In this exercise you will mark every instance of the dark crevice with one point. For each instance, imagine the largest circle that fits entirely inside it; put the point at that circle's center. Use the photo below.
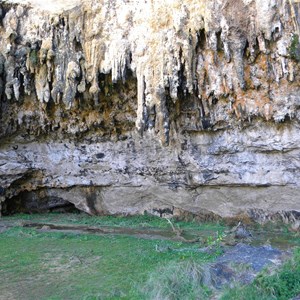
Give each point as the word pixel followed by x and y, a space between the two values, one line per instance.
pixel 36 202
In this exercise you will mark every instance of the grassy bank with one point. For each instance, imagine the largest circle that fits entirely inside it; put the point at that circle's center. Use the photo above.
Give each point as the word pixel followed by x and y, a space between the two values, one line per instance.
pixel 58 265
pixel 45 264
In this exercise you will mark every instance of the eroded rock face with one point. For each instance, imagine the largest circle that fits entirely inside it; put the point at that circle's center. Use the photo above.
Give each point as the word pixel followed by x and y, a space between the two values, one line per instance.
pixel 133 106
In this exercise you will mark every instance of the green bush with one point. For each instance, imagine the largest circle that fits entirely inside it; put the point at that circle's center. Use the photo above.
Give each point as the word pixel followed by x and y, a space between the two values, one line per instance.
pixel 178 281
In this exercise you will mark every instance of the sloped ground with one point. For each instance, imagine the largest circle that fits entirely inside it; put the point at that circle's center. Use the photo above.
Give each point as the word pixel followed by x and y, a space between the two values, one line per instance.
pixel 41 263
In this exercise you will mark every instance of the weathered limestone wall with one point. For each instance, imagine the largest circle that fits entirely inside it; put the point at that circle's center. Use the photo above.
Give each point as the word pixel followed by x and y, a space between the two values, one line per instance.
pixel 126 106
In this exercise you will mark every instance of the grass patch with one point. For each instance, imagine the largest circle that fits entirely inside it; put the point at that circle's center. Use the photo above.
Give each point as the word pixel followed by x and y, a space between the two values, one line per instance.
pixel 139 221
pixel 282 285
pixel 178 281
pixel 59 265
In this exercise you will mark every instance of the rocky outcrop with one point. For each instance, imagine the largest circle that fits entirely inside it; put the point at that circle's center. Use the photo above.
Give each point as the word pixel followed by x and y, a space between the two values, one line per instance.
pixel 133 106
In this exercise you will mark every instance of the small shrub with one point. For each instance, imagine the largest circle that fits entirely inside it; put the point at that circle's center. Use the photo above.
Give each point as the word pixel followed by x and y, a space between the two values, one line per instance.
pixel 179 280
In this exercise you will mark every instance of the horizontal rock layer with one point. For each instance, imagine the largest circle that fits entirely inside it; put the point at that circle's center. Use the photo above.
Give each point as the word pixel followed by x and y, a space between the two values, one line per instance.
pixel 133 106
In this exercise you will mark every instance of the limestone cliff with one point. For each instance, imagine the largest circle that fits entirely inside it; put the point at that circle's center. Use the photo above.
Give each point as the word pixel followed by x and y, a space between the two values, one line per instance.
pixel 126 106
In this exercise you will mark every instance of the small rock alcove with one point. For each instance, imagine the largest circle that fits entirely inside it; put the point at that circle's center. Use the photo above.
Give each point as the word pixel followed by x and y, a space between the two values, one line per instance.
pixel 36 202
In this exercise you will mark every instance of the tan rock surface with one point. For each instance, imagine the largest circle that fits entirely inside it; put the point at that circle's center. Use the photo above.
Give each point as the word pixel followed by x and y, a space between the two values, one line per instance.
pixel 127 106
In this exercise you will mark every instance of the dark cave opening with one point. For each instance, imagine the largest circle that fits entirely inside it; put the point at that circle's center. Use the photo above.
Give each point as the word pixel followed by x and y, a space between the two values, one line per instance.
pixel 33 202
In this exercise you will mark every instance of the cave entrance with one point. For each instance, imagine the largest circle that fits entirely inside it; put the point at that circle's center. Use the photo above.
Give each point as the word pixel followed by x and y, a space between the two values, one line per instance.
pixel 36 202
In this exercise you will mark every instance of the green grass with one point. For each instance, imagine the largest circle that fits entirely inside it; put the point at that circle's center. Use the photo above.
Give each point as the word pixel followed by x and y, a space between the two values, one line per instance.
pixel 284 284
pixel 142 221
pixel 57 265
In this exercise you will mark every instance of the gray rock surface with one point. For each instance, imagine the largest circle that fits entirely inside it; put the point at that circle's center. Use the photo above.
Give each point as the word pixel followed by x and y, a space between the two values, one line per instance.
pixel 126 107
=-=-=
▶ **Task statement**: Express the listing above as a JSON list of strings, one string per line, with blank lines left out. Include every line of the listing except the picture marker.

▶ **Answer below**:
[
  "In this exercise you will mark every instance of the dark crevice with one point. For each instance, imagine the largest circle that fits entirely inside it; put the point at that circle's center. Use the photo below.",
  "Give each point as the word pixel followed by x and y, a space between the two values, one line per instance.",
  "pixel 36 202",
  "In this exercise you will mark every instance of the grassy bank with one point. For each instance, imagine the largest circle that fits entirely inside it; put the point at that circle's center. Use the photo above.",
  "Give each point as the word pixel followed by x and y, a space between the two values, one line per instance.",
  "pixel 58 265",
  "pixel 45 264",
  "In this exercise you will mark every instance of the eroded rock face with one point. For each instance, imagine the largest circle that fits entirely inside it; put the point at that circle's center. Use the photo above.",
  "Give each point as the word pixel followed by x and y, a space between the two values, one line per instance.",
  "pixel 133 106",
  "In this exercise you will mark every instance of the green bush with one point. For each instance, imagine the largest circle that fits entirely inside it; put the point at that circle's center. Use the photo above.",
  "Give each point as the word pixel followed by x and y, a space between the two values, one line per instance.",
  "pixel 178 281",
  "In this exercise you will mark every instance of the sloped ground with one point. For each instance, imagine the largest circle that fits entirely inside it; put the point at that circle's center. Use the photo above.",
  "Give each point as the word pixel followed by x and y, a space between the two values, one line per instance.",
  "pixel 41 263",
  "In this exercise you will mark every instance of the weathered limestone wall with one point. For each instance, imagine the largest circle that fits entirely inside it; put the point at that circle's center. Use the photo above.",
  "Give each point as the word pixel followed by x and y, a space between the two values, one line per instance.",
  "pixel 126 106",
  "In this exercise you will mark every instance of the grass patch with one point. For each instance, imagine the largest circle that fits entirely inside it; put the point at that circle's center. Use the photo above.",
  "Give each point as the word pixel followed by x and y, a space between the two values, one line per instance.",
  "pixel 139 221",
  "pixel 282 285",
  "pixel 178 281",
  "pixel 59 265",
  "In this exercise you will mark every instance of the rocky outcrop with one point. For each instance, imagine the largest circle that fits entirely inside it; put the point at that circle's center. Use the photo above.",
  "Give each point as the word pixel followed by x and y, a space between the two values, one line per instance.",
  "pixel 133 106",
  "In this exercise you will mark every instance of the small shrub with one point. For each instance, imagine the largest circle that fits entirely inside it; put the point at that circle's center. Use the photo above.",
  "Give each point as the word pixel followed by x and y, a space between the two values, one line per instance.",
  "pixel 179 280",
  "In this exercise you will mark every instance of the horizontal rock layer with one point. For each instance, imagine the largest circle that fits entirely inside it; put the point at that circle's center. Use the photo above.",
  "Give each point as the word pixel followed by x and y, a space between the two values, one line per instance.",
  "pixel 133 106",
  "In this exercise you will mark every instance of the limestone cliff with one point. For each instance, imagine the largest circle that fits entirely inside it; put the point at that circle's center. Use the photo above.",
  "Give each point as the word pixel followed by x and y, a space between the two values, one line per instance.",
  "pixel 126 106",
  "In this exercise you will mark every instance of the small rock alcove with one point. For each instance, imagine the largest circle that fits entirely inside it; put the point at that circle's center. Use the photo above.",
  "Give each point as the word pixel followed by x and y, a space between the two values, one line per instance.",
  "pixel 36 202",
  "In this exercise you will mark every instance of the tan rock surface with one point. For each instance, imagine the largest circle that fits entirely inside it; put the point at that circle's center. Use the photo above.",
  "Give each point as the word pixel followed by x and y, a space between the two values, one line per instance.",
  "pixel 127 106",
  "In this exercise you will mark every instance of the dark cave opening with one point. For each instance, imagine the largest circle that fits entirely inside it; put the point at that circle's center. Use the photo above.",
  "Give each point as the word pixel followed by x and y, a space between the two values, one line per instance.",
  "pixel 33 202",
  "In this exercise you will mark every instance of the cave entrance with one point. For each instance, imagine the largest circle that fits entirely inside it; put the point at that circle's center. Use the photo above.",
  "Give each point as the word pixel followed by x and y, a space between the two values, one line per instance.",
  "pixel 36 202",
  "In this exercise you will mark every instance of the green grass with one point. For each instance, imagine the largest circle that fits entirely inside it; put the point at that circle's center. Use the photo above.",
  "Give each point as the word pixel followed by x and y, a space between the two values, one line per instance.",
  "pixel 284 284",
  "pixel 142 221",
  "pixel 57 265",
  "In this exercise you will mark every instance of the gray rock surface with one point. For each instance, imagine the largest circle that fits entirely inside it; put the point at that circle's center. Use the photo above.",
  "Give each point as the word pixel followed by x and y, a space between the two values, one line per instance.",
  "pixel 126 107"
]